EXERCISE PASSAGE »
Start of Block

Getting back to normal
Remember that you have just had an operation. It is normal to feel more tired than usual for a few days after having an operation.
Your shoulder is likely to be uncomfortable in the first few days post-surgery. This is normal but can be helped by;
Using ice on your shoulder for 15 minutes, 2 times per day or after exercise and therapy. Gel packs, frozen peas or a plastic pack of ice can be used. These must be wrapped in a moist towel as direct contact with the skin can cause burns (cover your dressings with cling film or a plastic bag to prevent them getting wet).
Sleeping can be uncomfortable if you try and lie on your operated arm. We would recommend that initially you lie on your back or on the opposite side. If you lie on your back support the operated arm with a folded pillow under your lower arm. Make sure that your elbow is above your shoulder. If you are on your side then a folded pillow supports your operated arm from your elbow to your wrist.
Your sling is for comfort only and should be discarded as soon as possible -usually within the first 2-4 days. You may find it useful to continue to wear the sling at night for a little longer if the shoulder feels uncomfortable. In the first few days post-op it is generally recommended to wear the sling if you are going out to protect your arm.
Posture can make a significant difference to your pain post surgery. Avoid 'hitching' your shoulder or holding it in an elevated position. Also try to avoid slumping or standing/sitting with round shoulders.
In the first few days after surgery you will find it helps to support your arm on pillows with your elbow in front of your shoulder and slightly out to the side when you are sitting down
It is essential that you carry out the exercises regularly following your procedure, ideally four to five times per day increasing as able. It is quite normal for you to experience aching, discomfort and stretching when doing the exercises but you can decrease the exercises if you experience intense or lasting pain
Returning to work
You can self-certify for the first seven days of sickness. Before you are discharged, a medical certificate (sick note) may be issued by your hospital doctor to cover the expected time off you will need. The time that you can return to work will depend on the nature of your work. If you are in a relatively sedentary job you may be able to return as early as 1 week after surgery. If your job involves heavy lifting or sustained overhead positions it may take 6 to12 weeks before you can return. Your doctor and physiotherapist will discuss this with you and advise you accordingly.
Driving - If you feel comfortable and have good range of movement you can begin driving 1 week after your operation. It is advisable to check this with your Doctor or Physiotherapist if you are unsure. It is important to advise your Insurance Company that you have had Shoulder Surgery.
You will be seen in outpatient's clinic approximately 1- 2 weeks after your surgery. This appointment will be made and given to you before you are discharged from hospital.
It is important that physiotherapy is commenced immediately after surgery. An appointment will be arranged within two days of your surgery.
The amount of physiotherapy you require will depend on your individual progress.
What are the results of the surgery?
To be provided by the doctor.
What are the complications?
Stiffness and pain continue even with therapy
The arm can break if the shoulder is moved forcefully during surgery
Cost of Surgery?
The cost of surgery for Frozen Shoulder depends on many factors. They include the cost of being in the hospital for several days. Unexpected events that result in an extended hospital stay will also increase the overall cost.
Costs also vary depending on the type of insurance coverage you have. Many insurance companies cover the cost of the surgery, the hospital stay, and the instruments to straighten the spine. You may owe a co-payment or you may be billed the balance of what your insurance does not cover.
Be sure to contact your insurance provider prior to surgery to discuss the extent of your coverage. Discuss with your surgeon, as well as the hospital billing department to make sure you understand all the costs involved.

End of Block

RECORDS PROVIDED »
Start of Block

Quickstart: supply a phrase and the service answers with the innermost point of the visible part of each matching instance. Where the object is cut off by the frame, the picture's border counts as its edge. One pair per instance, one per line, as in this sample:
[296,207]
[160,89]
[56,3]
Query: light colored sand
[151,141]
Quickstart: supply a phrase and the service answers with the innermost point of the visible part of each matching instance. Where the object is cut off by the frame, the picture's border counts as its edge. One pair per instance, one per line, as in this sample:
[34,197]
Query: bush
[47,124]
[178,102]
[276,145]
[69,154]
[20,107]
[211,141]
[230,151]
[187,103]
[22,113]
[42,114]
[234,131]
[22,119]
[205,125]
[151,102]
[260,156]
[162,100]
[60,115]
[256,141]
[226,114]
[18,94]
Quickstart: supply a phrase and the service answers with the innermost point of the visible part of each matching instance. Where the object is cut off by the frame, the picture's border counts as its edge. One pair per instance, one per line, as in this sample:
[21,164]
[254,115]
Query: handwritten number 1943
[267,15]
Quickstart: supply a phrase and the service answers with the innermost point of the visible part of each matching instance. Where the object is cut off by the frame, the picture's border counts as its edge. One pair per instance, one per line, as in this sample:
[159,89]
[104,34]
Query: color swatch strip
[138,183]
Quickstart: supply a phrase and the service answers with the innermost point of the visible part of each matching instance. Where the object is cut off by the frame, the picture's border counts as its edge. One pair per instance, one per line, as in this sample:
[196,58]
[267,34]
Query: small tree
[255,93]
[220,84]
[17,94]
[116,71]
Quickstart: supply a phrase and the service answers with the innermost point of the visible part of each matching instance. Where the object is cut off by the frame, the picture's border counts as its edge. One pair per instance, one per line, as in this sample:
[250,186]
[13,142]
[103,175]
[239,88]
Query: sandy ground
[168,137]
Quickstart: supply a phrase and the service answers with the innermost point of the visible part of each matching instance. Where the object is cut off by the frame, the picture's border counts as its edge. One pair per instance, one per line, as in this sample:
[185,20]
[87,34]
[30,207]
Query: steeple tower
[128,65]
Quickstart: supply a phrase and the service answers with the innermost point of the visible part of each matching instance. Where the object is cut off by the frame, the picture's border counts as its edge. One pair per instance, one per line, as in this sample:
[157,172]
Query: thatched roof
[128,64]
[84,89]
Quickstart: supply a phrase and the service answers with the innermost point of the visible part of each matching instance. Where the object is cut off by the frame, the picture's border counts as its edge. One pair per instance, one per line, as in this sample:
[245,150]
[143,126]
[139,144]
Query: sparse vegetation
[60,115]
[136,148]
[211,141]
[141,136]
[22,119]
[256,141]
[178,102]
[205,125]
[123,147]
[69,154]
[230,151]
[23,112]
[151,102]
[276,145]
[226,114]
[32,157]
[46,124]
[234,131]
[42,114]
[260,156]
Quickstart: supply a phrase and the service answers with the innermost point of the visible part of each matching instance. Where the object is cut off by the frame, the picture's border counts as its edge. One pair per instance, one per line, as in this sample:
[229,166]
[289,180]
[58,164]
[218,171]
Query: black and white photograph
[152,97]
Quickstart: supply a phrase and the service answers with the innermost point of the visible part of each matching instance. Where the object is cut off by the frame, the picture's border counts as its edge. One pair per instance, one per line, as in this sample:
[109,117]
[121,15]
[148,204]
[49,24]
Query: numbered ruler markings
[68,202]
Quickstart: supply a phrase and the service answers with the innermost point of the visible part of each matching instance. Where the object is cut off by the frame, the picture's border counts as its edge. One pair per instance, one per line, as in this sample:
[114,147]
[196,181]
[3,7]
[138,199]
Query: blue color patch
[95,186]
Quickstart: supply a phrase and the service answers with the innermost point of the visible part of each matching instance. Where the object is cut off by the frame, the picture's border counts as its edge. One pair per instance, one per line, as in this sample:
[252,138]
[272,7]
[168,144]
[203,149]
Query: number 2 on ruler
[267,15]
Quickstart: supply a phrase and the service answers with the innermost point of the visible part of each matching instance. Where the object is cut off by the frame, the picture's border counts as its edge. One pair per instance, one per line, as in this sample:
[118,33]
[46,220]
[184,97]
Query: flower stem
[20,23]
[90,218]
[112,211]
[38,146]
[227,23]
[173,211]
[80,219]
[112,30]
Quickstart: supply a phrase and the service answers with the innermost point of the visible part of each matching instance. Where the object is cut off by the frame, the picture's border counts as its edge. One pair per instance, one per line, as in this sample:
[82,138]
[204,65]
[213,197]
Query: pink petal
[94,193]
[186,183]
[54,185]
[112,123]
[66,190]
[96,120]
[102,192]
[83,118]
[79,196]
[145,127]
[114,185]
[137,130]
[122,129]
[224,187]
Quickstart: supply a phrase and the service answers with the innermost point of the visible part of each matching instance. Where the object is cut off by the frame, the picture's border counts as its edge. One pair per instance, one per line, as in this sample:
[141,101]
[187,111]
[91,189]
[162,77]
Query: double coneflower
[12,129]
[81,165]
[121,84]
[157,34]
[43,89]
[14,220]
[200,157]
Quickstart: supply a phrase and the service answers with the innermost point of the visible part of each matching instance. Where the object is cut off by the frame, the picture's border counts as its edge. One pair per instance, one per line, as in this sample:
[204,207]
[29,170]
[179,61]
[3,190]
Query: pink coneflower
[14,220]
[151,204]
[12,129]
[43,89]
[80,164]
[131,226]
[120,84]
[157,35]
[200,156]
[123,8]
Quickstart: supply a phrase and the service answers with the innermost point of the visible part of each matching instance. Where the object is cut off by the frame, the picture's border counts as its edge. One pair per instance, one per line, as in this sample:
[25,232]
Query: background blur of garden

End of Block

ACTIVITY » Repeat the part of the frozen shoulder surgery text between "You will be" and "your individual progress.", inclusive. Nothing in the listing is needed for this work.

REPLY »
You will be seen in outpatient's clinic approximately 1- 2 weeks after your surgery. This appointment will be made and given to you before you are discharged from hospital.
It is important that physiotherapy is commenced immediately after surgery. An appointment will be arranged within two days of your surgery.
The amount of physiotherapy you require will depend on your individual progress.